*What is required*. Please write out the rows below without changes, starting at the line that contains "Q: Find one point on every instance of the white baseboard" and continuing through the last row, with both ends included.

------ Exercise inputs

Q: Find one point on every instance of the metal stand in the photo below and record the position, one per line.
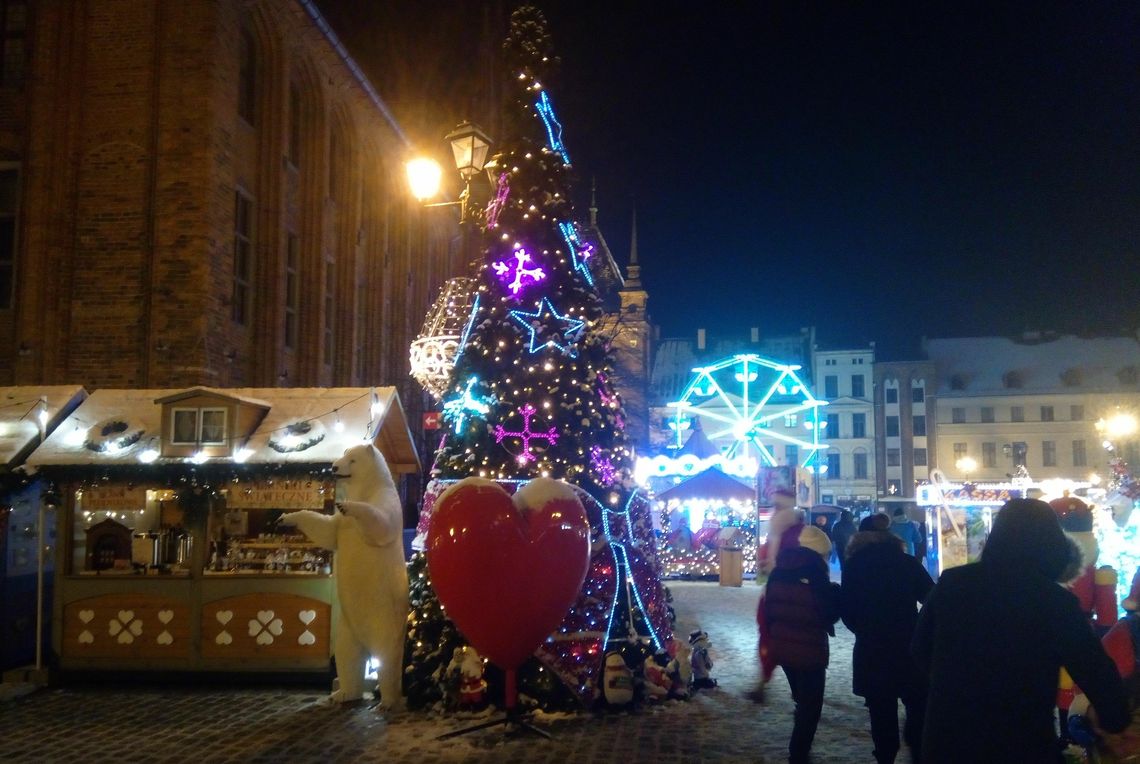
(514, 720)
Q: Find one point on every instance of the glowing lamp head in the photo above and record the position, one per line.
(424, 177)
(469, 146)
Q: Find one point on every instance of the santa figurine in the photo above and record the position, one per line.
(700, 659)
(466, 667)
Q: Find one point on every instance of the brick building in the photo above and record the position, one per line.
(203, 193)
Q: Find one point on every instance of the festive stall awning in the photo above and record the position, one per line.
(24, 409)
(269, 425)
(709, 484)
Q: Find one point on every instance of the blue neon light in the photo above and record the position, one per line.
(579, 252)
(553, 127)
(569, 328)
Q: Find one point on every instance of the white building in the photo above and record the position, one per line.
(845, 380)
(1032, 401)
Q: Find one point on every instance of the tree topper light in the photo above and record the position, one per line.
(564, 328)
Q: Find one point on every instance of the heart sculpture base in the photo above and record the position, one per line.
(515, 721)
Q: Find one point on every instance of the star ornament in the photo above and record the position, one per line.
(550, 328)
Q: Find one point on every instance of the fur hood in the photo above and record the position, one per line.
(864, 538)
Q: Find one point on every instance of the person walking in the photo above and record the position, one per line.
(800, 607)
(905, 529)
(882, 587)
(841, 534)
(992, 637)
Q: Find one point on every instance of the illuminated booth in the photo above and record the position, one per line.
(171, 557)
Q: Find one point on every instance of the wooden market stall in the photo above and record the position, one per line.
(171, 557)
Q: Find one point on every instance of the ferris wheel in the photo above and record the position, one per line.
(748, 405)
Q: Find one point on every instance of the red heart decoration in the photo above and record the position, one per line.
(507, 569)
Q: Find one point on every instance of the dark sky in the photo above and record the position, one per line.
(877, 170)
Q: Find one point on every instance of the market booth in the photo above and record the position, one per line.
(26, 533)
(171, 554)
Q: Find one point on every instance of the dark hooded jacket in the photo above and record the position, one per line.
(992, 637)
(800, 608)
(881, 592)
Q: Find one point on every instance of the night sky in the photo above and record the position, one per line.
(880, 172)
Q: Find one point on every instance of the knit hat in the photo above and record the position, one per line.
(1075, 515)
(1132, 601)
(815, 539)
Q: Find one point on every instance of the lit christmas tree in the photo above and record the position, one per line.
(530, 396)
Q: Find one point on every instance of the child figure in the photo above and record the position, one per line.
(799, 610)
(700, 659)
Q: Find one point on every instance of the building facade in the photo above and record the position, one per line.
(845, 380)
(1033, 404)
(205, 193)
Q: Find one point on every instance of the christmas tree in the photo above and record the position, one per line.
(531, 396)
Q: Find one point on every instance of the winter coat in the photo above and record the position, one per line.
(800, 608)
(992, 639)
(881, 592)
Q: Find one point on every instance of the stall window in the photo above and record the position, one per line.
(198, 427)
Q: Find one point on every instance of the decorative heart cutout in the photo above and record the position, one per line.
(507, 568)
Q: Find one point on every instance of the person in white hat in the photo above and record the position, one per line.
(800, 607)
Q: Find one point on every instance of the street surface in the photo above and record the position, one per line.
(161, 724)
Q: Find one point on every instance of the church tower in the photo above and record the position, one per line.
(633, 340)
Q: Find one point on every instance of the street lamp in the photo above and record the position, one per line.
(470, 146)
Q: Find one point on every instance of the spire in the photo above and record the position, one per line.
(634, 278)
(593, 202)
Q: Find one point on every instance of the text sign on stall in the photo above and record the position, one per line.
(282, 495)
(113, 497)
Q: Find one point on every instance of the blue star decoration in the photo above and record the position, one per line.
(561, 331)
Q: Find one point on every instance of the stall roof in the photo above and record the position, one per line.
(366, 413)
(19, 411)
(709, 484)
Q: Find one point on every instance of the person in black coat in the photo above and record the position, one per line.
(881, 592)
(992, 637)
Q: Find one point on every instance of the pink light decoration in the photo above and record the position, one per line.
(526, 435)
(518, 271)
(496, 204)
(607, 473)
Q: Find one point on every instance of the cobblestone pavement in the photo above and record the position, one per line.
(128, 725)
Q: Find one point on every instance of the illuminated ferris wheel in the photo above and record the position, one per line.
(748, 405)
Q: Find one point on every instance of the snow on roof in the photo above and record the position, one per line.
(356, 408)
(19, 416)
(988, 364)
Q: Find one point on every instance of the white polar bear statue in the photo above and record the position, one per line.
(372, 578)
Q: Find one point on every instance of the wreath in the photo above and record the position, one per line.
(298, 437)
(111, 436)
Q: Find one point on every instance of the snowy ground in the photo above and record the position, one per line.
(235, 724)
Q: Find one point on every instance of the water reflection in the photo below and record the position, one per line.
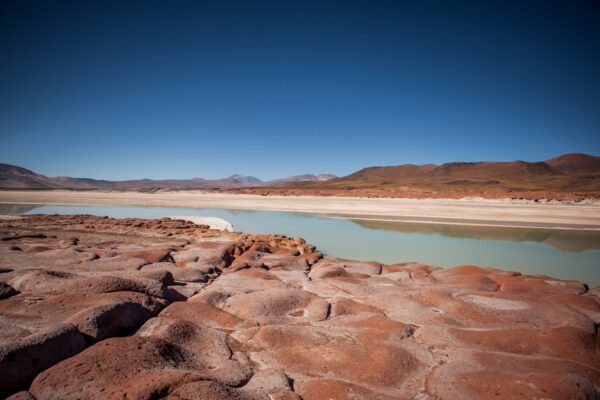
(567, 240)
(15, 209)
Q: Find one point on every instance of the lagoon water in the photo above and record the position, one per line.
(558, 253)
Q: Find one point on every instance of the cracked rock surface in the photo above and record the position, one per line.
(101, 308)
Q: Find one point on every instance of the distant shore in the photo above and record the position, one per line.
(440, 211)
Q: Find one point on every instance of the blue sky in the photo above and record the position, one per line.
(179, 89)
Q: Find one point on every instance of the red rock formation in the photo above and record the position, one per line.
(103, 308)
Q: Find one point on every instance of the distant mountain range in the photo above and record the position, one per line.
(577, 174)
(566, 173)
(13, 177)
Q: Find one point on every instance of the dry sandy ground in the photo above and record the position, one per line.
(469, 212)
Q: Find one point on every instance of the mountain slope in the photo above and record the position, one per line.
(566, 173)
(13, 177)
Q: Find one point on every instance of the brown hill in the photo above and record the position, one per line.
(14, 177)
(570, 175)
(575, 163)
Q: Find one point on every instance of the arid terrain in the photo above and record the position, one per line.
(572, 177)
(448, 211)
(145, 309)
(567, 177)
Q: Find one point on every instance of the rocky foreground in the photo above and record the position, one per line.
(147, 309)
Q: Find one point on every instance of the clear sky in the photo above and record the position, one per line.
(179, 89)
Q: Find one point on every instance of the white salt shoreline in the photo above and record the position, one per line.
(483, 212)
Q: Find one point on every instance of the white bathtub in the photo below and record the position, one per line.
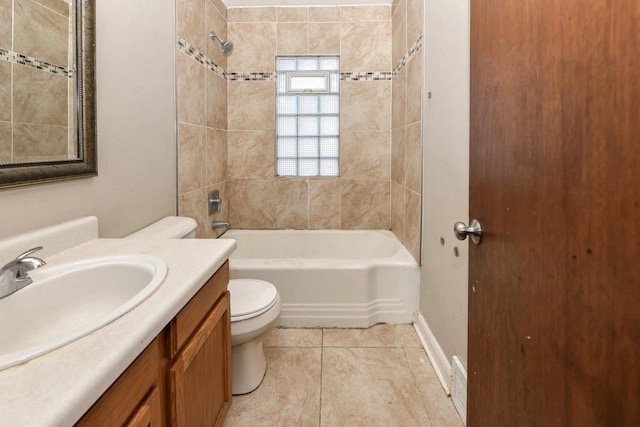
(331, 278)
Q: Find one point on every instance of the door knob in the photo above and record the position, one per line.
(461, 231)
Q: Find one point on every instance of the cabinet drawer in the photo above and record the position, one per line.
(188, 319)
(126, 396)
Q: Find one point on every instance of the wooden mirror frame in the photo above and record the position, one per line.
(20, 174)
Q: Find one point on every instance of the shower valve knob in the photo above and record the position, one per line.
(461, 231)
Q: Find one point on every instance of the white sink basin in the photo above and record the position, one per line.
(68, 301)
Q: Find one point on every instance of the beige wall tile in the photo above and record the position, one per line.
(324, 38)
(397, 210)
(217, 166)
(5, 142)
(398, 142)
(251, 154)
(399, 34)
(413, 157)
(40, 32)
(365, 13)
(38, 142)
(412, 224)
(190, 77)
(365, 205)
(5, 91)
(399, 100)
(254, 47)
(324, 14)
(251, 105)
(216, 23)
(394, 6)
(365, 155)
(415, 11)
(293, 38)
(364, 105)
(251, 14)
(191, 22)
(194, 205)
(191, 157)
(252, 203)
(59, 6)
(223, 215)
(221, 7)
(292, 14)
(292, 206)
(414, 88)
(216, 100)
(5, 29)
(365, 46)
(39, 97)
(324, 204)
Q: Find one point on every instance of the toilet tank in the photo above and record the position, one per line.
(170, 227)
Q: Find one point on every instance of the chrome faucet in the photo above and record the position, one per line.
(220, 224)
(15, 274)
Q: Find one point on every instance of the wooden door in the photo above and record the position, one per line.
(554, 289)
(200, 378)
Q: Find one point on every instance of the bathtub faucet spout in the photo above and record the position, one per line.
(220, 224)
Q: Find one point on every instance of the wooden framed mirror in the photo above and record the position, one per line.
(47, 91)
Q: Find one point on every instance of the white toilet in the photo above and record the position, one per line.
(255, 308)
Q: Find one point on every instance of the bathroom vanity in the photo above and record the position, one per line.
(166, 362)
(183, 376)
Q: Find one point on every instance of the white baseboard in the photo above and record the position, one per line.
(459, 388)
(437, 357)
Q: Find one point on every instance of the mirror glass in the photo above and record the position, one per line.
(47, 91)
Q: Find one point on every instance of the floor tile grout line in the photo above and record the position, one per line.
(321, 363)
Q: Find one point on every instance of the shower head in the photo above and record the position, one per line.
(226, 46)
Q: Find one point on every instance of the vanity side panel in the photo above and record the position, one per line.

------------

*Result of the exercise*.
Q: Find one point on every instance of the white baseboard in the photo above and record the position, one per line.
(459, 388)
(437, 357)
Q: Find one point on every instance of the mirror glass in the photo above and record the position, one per line.
(47, 91)
Q: Find one point on every instance of the floor tile grout line in the photo above and record the position, one per line.
(321, 363)
Q: Find one point on every instance of the shower head in the photo above and record the position, one per line.
(226, 46)
Q: Find one point on every instance of the vanity side panel in the photo above and record the position, one per line.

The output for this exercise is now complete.